=== Begin Enclosure ===

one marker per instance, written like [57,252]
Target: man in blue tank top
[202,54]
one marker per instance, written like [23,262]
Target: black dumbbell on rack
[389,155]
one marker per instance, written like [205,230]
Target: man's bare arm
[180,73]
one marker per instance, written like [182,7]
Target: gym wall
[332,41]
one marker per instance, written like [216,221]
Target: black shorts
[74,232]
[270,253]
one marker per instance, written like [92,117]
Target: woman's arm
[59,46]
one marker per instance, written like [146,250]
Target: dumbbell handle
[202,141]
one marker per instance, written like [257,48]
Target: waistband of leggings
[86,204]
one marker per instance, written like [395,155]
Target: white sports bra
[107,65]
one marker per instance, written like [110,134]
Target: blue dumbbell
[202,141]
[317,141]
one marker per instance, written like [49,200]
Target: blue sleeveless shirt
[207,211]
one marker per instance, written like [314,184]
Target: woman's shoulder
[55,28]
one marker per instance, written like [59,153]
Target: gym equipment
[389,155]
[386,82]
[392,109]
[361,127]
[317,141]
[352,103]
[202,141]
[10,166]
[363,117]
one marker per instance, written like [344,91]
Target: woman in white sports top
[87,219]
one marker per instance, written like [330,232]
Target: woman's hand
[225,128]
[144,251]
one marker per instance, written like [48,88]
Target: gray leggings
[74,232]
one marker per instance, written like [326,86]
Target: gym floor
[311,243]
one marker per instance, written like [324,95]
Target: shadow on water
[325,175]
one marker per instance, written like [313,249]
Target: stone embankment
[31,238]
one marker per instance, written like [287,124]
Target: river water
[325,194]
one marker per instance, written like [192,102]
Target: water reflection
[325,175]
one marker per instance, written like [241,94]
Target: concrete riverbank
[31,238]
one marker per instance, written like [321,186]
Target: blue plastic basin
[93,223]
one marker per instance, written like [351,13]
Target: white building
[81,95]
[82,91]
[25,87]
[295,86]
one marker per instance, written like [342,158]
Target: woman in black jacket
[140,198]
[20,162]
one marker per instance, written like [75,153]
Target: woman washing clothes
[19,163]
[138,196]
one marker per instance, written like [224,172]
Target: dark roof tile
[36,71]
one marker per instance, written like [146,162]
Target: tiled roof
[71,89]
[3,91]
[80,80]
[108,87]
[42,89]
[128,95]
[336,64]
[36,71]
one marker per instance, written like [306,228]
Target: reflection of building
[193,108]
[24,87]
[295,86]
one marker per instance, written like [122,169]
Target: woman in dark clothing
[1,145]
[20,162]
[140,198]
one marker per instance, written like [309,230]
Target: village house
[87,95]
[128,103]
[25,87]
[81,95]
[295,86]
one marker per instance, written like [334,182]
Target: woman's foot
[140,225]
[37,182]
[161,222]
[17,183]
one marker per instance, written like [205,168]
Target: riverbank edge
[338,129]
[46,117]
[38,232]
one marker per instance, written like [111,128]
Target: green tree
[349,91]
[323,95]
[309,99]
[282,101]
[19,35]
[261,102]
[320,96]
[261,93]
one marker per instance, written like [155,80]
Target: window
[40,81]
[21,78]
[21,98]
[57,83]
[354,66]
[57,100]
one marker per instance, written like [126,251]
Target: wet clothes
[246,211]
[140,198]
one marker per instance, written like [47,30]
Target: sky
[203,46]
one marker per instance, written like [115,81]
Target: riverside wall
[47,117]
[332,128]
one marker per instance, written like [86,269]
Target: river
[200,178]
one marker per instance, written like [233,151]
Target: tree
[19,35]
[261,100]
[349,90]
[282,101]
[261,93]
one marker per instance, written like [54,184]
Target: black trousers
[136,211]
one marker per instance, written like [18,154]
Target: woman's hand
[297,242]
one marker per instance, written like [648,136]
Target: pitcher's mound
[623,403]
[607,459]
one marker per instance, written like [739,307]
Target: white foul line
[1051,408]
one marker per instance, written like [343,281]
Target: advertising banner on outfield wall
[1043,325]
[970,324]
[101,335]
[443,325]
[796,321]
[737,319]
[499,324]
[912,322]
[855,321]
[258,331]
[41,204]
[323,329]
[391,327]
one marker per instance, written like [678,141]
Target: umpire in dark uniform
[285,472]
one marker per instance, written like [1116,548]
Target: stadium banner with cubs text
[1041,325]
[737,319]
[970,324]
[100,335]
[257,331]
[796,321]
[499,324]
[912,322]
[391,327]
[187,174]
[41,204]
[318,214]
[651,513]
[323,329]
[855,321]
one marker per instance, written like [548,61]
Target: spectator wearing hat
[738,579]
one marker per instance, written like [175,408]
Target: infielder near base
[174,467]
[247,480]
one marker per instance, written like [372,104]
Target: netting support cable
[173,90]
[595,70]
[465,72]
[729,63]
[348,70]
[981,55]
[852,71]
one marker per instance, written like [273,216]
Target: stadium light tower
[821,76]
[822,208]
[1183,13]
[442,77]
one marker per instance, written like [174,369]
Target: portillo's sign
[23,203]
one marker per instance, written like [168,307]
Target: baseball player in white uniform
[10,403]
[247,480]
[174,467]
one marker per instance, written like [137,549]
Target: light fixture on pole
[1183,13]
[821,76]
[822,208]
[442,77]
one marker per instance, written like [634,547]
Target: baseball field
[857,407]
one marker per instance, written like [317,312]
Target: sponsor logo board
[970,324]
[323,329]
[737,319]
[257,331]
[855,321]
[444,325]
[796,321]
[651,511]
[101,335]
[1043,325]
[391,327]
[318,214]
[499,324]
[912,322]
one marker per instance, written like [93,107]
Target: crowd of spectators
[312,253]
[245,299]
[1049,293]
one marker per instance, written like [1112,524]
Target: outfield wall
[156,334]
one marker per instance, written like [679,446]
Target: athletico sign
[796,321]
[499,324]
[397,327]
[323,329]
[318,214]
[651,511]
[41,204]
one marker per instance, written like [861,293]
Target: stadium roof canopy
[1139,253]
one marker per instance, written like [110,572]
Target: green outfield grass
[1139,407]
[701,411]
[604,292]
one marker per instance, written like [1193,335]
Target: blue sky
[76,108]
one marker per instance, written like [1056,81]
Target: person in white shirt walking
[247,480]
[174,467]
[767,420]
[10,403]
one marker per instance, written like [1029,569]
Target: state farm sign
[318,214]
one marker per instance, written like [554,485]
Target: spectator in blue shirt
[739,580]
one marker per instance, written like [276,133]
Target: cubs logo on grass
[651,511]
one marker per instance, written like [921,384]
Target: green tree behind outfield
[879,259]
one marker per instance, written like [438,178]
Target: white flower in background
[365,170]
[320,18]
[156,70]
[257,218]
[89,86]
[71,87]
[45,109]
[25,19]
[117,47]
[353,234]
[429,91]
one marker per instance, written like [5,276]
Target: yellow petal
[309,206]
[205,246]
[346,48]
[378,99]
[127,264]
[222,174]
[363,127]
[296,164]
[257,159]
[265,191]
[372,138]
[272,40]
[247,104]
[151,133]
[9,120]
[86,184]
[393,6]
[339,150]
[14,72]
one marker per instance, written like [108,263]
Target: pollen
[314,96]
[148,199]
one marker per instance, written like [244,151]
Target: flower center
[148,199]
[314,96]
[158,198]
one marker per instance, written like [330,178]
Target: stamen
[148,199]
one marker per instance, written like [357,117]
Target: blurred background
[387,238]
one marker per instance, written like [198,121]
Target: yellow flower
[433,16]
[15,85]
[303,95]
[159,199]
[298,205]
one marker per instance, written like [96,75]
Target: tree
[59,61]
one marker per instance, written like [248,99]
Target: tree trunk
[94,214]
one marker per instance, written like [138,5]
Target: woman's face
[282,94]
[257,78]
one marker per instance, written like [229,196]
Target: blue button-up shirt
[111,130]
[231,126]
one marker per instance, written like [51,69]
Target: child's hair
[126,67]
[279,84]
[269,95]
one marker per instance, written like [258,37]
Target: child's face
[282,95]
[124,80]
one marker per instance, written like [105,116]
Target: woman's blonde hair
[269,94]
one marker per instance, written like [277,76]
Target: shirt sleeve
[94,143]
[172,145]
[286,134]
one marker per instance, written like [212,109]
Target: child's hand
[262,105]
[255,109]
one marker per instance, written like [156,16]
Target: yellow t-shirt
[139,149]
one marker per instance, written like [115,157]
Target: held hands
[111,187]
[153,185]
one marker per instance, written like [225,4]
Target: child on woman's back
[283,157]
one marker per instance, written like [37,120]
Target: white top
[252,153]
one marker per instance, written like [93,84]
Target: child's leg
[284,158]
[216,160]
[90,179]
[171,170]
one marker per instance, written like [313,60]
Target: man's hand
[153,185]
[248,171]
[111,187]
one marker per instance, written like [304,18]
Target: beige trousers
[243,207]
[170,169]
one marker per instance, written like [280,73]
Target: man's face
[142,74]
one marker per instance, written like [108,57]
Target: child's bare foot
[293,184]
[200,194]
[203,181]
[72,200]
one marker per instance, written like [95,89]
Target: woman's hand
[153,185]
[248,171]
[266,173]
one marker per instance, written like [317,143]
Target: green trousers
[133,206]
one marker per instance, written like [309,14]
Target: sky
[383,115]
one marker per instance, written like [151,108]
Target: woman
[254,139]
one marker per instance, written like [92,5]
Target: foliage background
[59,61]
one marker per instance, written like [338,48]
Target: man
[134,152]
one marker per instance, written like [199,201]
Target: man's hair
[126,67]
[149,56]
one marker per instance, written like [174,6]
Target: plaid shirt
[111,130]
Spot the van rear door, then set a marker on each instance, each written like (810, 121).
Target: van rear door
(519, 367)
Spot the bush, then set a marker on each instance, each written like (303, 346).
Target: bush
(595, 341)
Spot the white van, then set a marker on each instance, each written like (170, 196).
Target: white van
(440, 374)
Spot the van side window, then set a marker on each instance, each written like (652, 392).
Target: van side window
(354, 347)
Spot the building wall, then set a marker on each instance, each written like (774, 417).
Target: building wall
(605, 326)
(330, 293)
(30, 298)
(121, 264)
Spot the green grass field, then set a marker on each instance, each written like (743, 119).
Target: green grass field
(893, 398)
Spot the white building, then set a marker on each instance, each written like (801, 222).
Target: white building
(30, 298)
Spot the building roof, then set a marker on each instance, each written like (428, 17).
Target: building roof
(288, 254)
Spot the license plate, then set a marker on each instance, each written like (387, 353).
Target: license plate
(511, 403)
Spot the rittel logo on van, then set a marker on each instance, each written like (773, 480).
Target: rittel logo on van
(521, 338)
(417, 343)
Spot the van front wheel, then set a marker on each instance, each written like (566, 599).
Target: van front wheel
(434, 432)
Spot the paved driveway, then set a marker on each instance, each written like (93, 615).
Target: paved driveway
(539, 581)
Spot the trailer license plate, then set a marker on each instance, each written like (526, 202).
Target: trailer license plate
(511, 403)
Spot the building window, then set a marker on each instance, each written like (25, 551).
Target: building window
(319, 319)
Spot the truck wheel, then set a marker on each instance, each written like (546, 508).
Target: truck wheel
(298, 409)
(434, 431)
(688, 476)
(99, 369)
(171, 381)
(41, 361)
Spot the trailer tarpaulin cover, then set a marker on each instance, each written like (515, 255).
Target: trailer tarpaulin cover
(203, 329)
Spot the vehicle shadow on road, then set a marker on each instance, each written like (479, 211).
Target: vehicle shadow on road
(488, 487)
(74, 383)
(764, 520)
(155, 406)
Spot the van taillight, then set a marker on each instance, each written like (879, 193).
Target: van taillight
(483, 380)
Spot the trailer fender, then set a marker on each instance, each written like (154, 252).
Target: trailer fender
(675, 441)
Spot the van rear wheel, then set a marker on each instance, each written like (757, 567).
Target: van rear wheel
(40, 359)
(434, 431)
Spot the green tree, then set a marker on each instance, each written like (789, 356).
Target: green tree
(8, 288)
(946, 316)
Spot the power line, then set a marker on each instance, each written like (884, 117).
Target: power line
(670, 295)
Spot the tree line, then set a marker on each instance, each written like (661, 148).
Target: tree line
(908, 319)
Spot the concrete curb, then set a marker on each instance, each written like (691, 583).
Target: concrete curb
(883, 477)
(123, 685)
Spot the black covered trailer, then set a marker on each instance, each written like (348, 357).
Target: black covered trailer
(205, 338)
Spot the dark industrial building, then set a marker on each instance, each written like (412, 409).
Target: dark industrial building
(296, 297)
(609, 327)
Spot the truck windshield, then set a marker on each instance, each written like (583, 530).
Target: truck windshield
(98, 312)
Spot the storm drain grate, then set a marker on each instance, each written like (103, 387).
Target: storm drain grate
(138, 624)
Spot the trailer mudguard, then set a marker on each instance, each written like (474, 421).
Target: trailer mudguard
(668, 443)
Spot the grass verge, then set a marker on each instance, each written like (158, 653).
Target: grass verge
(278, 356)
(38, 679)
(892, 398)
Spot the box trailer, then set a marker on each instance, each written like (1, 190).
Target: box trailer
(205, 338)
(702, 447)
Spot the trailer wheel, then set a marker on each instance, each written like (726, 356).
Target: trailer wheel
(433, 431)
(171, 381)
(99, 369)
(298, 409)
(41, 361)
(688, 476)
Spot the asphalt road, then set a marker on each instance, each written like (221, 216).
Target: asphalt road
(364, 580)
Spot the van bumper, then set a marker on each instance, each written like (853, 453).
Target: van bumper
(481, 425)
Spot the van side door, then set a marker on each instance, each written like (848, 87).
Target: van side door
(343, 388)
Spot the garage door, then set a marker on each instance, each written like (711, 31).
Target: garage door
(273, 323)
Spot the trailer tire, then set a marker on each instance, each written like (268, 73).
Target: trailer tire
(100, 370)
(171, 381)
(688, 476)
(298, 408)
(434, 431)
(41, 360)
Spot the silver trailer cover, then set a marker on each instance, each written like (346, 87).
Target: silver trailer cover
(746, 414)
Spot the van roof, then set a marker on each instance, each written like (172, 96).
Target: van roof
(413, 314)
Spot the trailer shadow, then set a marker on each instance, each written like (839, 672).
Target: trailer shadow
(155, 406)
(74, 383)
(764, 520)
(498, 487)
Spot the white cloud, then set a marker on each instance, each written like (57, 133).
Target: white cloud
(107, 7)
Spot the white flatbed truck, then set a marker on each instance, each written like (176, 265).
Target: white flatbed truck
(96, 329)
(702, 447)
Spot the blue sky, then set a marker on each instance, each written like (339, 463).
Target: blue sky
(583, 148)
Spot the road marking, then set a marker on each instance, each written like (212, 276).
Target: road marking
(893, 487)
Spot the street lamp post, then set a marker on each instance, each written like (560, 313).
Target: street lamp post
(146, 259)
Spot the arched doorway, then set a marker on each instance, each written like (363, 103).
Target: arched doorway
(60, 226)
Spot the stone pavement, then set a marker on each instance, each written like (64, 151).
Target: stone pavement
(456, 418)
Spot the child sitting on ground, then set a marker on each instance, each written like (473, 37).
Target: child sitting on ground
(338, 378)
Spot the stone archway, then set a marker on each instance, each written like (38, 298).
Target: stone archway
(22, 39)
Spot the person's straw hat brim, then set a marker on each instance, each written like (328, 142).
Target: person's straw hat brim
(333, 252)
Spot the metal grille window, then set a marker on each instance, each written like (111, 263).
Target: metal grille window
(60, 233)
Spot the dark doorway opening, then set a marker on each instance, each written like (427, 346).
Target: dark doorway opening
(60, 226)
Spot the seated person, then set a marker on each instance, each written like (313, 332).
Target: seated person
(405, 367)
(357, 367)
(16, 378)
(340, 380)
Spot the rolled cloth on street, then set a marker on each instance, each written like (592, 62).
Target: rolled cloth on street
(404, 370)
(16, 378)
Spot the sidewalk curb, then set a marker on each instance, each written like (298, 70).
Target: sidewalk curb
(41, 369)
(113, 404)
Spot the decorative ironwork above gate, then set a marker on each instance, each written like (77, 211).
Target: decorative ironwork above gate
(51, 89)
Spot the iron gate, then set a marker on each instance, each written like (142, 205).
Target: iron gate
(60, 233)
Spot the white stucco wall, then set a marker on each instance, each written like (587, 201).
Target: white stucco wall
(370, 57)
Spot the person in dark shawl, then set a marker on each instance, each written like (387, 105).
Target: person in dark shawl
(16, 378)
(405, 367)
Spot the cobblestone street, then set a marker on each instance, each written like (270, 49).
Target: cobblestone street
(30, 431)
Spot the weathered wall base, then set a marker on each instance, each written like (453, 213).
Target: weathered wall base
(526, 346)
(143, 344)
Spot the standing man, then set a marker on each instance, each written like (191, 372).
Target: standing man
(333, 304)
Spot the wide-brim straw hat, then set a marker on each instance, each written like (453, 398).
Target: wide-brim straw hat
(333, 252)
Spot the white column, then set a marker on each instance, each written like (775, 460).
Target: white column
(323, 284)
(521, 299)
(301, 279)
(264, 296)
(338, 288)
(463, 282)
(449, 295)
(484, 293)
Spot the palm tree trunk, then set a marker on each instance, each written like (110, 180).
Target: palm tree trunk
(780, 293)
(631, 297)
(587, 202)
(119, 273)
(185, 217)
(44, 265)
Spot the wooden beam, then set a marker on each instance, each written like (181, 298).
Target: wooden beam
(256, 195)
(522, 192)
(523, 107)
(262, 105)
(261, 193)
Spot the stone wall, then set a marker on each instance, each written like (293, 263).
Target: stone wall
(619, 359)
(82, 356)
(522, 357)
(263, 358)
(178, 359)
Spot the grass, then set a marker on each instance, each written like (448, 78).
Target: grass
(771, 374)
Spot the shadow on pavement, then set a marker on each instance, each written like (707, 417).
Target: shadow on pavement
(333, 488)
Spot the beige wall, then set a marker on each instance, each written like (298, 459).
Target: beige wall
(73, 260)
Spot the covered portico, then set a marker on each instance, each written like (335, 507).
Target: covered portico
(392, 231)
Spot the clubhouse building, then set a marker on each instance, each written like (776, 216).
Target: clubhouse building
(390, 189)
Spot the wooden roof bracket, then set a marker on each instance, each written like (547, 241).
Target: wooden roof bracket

=== End Enclosure ===

Task item: What lines of the material above hold the string "bracket"? Please copy them.

Result:
Spot the wooden roof bracket, then set a marker on each instance, each written like (547, 241).
Target: wooden roof bracket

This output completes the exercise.